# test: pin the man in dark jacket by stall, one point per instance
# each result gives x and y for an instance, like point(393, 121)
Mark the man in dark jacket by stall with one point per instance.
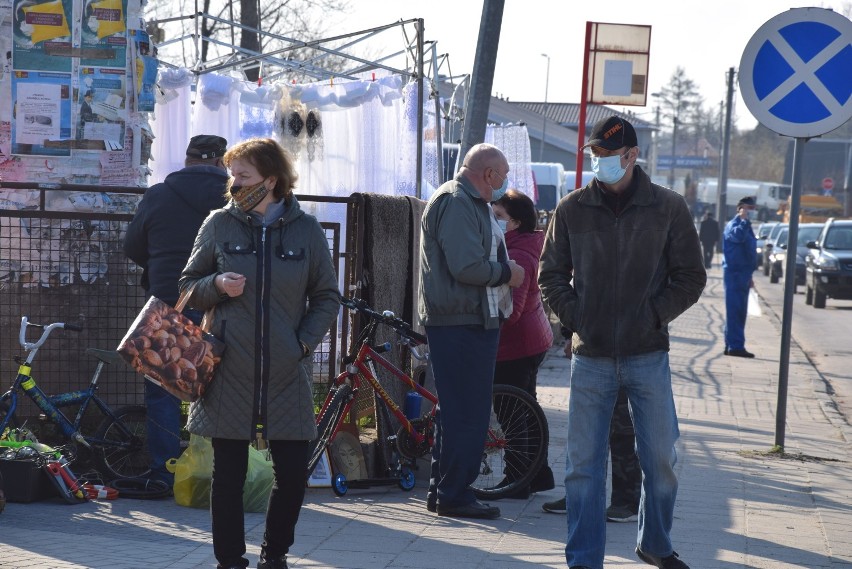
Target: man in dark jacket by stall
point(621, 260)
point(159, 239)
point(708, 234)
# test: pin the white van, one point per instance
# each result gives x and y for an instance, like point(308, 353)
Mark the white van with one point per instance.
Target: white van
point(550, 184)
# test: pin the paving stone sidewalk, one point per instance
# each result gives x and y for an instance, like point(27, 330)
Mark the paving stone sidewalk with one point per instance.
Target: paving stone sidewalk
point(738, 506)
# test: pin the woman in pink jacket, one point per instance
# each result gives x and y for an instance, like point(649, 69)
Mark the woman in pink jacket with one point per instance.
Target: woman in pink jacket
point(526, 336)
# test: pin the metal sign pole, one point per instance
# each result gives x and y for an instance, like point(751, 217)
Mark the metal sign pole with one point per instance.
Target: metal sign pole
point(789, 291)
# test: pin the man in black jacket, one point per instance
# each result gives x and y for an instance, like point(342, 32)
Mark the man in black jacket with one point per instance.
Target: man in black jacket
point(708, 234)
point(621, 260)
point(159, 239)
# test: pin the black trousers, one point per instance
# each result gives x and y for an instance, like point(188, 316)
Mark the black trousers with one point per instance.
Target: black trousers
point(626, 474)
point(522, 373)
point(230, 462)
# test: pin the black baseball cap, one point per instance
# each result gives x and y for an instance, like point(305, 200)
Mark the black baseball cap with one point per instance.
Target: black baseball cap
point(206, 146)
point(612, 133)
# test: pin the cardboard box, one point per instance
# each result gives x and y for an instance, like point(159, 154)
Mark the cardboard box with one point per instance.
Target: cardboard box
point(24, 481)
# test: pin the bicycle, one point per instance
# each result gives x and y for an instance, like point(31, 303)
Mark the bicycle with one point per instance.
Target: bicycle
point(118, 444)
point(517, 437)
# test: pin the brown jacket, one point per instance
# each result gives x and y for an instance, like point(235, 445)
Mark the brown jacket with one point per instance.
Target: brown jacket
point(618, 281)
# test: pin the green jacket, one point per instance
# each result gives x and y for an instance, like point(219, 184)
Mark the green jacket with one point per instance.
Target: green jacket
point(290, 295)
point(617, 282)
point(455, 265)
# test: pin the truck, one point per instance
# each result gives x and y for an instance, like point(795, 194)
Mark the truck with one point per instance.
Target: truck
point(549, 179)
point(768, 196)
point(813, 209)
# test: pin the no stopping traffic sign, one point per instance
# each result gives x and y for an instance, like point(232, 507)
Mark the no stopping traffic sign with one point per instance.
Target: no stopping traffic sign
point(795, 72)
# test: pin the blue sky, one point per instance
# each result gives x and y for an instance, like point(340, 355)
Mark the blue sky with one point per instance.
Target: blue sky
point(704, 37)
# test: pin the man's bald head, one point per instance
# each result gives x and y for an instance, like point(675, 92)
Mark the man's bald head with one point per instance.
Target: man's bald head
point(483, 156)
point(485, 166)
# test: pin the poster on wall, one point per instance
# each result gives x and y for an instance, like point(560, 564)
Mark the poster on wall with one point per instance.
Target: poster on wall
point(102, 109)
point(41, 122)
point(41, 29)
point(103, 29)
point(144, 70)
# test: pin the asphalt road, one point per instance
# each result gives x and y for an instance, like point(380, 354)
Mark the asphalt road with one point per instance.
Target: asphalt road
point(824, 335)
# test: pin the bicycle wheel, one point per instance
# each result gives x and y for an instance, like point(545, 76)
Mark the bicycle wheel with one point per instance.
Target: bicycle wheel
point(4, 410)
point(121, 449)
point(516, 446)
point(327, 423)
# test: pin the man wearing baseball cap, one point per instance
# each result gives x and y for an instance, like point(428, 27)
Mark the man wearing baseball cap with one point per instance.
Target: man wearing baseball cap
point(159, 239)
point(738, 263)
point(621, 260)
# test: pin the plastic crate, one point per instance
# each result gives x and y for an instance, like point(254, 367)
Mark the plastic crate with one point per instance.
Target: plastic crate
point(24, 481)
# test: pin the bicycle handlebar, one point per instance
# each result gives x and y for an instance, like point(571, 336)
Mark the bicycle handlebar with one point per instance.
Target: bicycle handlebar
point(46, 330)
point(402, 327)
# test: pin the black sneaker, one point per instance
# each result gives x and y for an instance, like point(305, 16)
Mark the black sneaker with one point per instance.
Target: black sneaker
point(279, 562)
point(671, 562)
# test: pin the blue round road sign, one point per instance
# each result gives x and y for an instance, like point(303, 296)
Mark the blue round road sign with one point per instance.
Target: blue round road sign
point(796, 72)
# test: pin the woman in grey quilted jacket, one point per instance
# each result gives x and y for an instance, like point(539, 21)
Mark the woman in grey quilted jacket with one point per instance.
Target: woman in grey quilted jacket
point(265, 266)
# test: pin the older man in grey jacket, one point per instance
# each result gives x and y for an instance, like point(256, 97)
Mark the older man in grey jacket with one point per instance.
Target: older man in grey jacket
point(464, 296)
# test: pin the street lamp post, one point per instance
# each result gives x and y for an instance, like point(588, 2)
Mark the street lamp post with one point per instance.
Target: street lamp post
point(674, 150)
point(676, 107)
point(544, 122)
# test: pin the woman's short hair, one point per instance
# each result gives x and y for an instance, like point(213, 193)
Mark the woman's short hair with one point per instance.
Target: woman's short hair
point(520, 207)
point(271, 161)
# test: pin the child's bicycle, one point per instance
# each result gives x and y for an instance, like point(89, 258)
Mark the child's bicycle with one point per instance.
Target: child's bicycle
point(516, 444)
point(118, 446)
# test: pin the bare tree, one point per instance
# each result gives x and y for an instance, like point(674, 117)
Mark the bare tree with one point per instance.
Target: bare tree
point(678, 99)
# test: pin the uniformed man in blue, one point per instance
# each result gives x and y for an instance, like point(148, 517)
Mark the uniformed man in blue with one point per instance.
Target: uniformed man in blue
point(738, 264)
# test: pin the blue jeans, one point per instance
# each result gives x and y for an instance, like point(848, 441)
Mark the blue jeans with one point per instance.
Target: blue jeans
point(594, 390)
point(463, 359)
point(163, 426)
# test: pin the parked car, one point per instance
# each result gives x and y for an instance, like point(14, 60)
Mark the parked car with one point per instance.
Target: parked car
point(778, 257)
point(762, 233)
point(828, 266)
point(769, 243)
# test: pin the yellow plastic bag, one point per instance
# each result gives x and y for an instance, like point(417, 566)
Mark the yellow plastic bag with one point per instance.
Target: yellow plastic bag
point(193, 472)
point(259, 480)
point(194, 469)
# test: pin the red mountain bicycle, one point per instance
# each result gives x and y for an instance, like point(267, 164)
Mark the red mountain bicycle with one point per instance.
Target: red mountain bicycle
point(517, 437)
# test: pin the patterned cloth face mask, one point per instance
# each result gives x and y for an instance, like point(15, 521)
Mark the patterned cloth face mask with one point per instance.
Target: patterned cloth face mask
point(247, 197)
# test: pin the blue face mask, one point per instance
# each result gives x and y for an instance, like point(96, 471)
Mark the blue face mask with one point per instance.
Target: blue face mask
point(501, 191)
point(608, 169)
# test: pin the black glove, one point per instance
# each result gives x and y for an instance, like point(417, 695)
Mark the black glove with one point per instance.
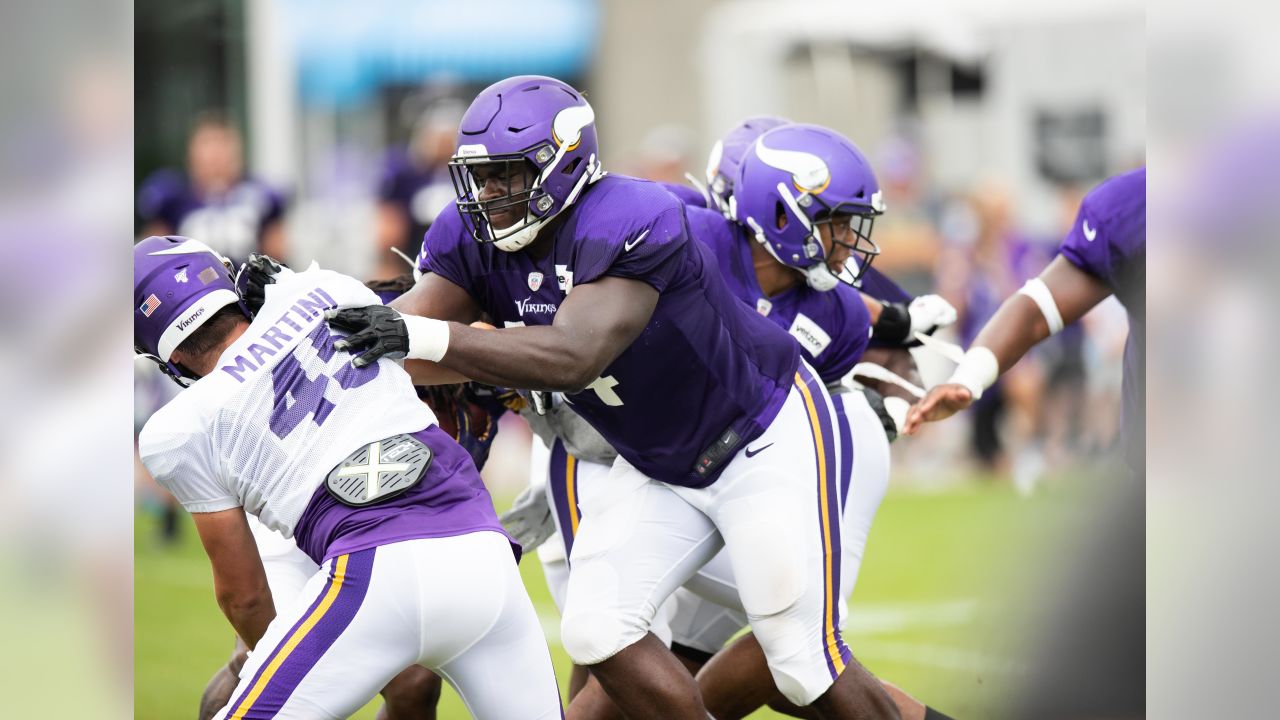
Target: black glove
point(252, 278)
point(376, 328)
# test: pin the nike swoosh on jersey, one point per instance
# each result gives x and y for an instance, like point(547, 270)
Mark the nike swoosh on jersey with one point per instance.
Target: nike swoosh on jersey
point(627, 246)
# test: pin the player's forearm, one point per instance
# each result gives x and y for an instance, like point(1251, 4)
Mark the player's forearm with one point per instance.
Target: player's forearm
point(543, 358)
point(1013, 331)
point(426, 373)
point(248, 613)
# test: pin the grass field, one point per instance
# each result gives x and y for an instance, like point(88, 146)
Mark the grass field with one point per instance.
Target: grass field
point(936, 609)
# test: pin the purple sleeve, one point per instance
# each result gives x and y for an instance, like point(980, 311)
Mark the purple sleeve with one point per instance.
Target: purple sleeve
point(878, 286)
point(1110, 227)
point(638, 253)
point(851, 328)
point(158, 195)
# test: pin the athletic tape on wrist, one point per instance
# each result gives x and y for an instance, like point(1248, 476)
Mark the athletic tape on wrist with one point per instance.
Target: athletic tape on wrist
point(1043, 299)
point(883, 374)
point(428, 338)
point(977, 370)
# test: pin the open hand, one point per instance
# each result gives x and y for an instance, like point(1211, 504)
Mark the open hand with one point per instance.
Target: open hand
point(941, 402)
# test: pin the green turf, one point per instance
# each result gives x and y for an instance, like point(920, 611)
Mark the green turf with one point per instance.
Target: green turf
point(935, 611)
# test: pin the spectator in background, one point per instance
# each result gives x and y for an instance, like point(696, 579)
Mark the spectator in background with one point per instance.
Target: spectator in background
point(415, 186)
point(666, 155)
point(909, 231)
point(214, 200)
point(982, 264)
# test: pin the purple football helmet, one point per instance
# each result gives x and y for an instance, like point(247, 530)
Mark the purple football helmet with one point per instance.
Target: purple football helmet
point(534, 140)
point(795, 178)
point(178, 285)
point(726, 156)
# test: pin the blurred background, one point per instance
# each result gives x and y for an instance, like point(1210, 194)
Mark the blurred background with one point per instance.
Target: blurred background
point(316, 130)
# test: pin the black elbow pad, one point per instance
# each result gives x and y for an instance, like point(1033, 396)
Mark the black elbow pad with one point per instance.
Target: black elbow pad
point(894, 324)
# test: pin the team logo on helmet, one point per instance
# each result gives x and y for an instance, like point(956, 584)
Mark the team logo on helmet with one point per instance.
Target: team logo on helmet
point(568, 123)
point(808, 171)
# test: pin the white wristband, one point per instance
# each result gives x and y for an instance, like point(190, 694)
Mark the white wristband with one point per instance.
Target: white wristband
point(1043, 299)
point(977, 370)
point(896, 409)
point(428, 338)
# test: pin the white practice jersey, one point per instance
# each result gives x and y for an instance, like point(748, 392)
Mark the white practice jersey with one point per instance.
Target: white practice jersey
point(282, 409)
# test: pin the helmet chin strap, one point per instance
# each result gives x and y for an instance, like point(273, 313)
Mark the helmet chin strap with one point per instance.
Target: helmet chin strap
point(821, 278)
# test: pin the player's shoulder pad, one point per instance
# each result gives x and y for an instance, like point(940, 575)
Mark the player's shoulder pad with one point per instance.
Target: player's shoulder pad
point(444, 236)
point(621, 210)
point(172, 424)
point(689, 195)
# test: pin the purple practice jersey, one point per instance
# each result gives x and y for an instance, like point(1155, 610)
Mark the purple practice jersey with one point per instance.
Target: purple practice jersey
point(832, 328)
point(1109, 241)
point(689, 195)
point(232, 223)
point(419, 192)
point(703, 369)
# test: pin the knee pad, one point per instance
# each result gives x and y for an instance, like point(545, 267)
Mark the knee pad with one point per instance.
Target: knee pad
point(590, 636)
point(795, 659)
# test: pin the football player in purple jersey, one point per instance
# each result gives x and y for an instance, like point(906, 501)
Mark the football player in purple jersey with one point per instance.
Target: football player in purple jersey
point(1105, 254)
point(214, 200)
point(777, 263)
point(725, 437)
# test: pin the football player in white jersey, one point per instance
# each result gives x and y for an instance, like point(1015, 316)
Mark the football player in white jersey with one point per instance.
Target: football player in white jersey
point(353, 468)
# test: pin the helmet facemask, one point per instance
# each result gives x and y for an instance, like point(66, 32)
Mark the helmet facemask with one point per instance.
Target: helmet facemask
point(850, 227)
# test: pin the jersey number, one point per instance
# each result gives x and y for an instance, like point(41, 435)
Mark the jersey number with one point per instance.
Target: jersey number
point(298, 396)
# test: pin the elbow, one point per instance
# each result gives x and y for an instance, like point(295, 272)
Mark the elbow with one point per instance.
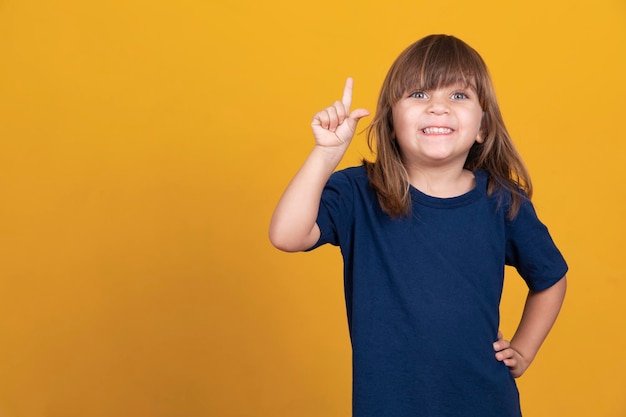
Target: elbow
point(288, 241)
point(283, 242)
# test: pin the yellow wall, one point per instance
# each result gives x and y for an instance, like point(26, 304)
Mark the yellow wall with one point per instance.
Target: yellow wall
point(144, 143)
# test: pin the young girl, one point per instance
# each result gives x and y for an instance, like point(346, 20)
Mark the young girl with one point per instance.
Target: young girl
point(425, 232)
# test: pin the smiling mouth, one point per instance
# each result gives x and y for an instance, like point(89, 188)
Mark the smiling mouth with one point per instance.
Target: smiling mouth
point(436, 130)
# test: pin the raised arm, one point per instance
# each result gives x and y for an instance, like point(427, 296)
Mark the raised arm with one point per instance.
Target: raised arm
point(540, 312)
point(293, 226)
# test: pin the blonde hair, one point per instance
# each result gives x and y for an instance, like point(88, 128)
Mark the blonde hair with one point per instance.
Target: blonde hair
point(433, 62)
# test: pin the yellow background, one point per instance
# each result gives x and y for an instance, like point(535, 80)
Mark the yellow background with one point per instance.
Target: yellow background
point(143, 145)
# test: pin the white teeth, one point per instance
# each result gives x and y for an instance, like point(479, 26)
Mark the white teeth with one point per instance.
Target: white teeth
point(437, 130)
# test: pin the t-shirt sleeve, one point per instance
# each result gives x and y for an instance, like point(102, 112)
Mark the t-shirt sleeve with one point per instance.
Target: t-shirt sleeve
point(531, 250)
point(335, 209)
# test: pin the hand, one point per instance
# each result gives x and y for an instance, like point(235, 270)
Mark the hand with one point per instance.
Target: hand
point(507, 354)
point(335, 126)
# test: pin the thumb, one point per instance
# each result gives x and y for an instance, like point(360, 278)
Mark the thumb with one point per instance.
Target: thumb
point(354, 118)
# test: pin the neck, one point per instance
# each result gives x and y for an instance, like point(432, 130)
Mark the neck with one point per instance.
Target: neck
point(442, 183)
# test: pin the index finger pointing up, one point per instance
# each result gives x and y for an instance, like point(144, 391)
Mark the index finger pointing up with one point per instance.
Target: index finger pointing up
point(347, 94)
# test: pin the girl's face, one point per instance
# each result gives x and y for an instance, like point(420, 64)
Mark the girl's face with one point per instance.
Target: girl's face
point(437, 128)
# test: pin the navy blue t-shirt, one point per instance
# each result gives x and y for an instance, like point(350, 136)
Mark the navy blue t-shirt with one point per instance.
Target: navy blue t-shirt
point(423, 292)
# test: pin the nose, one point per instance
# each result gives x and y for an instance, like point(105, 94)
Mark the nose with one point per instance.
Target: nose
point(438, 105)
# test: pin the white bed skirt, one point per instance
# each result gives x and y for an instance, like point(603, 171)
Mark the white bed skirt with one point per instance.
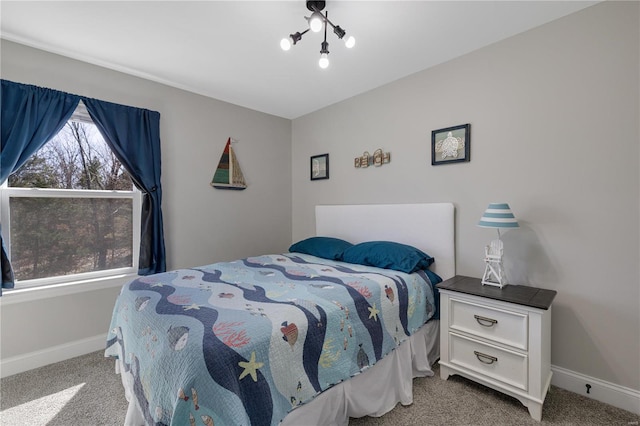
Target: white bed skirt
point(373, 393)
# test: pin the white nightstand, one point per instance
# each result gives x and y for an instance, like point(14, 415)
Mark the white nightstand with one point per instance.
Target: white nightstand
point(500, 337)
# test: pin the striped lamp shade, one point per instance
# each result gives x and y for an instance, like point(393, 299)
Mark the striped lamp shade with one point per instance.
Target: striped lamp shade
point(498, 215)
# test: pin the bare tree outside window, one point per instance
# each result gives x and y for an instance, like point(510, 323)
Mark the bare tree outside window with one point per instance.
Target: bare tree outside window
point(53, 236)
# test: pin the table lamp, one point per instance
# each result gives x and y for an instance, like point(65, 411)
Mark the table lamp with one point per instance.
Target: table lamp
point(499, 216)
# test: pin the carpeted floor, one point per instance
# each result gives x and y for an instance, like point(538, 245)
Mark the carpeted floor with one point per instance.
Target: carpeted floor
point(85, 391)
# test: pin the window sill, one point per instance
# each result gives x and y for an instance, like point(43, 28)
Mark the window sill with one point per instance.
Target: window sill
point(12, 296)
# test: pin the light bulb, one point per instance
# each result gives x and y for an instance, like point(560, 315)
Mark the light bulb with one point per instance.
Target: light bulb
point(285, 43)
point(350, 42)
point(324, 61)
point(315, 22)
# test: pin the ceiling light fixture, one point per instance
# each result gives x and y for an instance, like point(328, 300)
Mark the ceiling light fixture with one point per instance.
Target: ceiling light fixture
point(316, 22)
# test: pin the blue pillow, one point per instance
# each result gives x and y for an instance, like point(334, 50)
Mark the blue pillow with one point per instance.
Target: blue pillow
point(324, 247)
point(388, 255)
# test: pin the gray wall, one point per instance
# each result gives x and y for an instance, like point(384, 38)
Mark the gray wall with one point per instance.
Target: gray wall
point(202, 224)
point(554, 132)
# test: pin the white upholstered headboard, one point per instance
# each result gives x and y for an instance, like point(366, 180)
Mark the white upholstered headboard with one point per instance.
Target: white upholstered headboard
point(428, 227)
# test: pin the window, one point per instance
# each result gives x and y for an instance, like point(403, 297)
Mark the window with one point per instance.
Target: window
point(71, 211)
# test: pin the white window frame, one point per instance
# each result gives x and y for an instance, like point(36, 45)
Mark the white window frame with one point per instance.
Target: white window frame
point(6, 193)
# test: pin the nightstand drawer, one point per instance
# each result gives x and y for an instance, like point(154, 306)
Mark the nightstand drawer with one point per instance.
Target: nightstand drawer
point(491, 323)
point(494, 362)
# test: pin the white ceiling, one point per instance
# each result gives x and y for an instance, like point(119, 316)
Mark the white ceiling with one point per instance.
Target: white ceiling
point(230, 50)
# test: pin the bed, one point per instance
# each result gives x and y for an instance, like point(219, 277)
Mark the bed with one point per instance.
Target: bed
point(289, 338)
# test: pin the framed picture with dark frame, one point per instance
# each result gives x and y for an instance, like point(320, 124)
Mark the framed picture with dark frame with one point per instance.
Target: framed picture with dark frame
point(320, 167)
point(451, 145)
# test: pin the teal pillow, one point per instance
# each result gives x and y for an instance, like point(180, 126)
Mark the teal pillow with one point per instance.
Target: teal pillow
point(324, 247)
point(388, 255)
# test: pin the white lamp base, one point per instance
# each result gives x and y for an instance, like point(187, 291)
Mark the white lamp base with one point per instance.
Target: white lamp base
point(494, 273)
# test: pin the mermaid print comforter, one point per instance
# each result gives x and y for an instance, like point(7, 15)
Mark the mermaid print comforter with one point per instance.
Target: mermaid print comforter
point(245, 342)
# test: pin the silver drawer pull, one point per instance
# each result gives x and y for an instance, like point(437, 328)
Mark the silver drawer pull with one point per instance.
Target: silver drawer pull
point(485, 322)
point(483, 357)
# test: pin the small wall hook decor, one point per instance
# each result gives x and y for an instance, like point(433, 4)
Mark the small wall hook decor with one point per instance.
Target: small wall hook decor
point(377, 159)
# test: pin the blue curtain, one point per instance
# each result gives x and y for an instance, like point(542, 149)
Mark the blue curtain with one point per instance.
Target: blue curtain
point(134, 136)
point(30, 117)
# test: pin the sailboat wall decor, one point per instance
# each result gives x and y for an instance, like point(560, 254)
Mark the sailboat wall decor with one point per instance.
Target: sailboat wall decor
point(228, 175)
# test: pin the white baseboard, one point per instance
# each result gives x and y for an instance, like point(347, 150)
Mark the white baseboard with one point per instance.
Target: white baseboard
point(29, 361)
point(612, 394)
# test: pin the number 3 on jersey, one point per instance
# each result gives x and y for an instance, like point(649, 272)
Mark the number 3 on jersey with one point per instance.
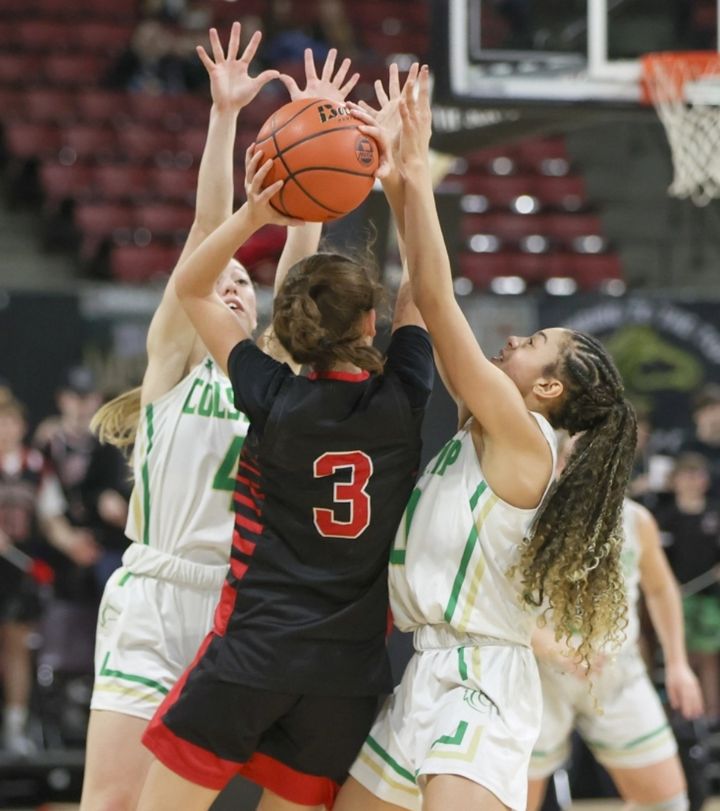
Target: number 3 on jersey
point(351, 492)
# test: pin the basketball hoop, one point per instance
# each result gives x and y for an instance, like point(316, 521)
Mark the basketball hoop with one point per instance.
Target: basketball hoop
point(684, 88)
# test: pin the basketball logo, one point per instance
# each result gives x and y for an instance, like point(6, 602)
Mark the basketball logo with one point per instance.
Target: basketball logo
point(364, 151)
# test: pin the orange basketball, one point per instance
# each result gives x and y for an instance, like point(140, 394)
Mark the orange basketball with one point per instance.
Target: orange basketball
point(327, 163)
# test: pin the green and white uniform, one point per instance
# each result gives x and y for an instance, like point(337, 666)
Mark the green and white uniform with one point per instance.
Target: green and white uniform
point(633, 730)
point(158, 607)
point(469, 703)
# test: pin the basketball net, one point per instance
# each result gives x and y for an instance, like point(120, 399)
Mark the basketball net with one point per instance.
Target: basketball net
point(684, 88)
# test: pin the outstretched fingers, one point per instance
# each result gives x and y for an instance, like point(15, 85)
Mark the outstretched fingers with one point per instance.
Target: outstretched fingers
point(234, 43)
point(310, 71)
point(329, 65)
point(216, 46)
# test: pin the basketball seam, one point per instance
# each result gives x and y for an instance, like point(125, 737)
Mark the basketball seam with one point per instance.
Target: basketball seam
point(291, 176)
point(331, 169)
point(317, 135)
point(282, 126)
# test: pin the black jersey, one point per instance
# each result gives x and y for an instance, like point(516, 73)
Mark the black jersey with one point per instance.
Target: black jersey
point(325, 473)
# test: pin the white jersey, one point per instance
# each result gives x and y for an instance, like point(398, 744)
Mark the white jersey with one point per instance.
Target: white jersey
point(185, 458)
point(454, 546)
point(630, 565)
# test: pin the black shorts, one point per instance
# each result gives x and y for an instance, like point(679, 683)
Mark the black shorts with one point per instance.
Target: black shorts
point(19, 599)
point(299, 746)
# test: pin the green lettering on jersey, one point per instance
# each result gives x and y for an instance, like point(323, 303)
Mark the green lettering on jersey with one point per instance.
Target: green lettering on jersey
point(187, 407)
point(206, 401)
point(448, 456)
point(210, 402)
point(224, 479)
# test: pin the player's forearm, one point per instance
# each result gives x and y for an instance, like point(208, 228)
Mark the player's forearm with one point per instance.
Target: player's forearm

=-=-=

▶ [YOUR GOAL]: Your output consists solely of the lines from the one with "# test: pin the basketball seam, one" through the last line, copied exactly.

▶ [CORRECT RESULT]:
# test: pin the basketball seam, one point per instance
# each result gives x and y for an instance, like point(125, 737)
Mark the basketball seam with one point per instance.
Target: basketball seam
point(291, 176)
point(331, 169)
point(317, 135)
point(282, 126)
# test: pin the black jersey, one point per instance
# each result gives x and y for an instance, like point(516, 73)
Mark the black jersey with one point per instance.
Target: black jersey
point(325, 473)
# test: pin the white jersey, one point per instance
# each result gives x and y for an instance, like point(398, 744)
Mark the white jersey with one point per instance.
Target: white jersey
point(185, 458)
point(454, 546)
point(630, 565)
# test: pin the black shorts, one point per instance
# each result gives x and y for an instance, like point(679, 683)
Mark the black shorts with one point per instance.
Target: black shorts
point(19, 599)
point(299, 746)
# test: pin the green lettering on jersey, one point per instance
# each result gives x and y for an instance, like point(323, 303)
Mark the green lettering on jersey with one point per instance.
Target: green lettering on jersey
point(187, 407)
point(206, 401)
point(448, 456)
point(210, 402)
point(224, 479)
# test: pin the player's forearm, one point per instance
# each result gives x and y for an instance, like point(208, 228)
Mark the player's forearm with one point per instance.
Target: player's forearm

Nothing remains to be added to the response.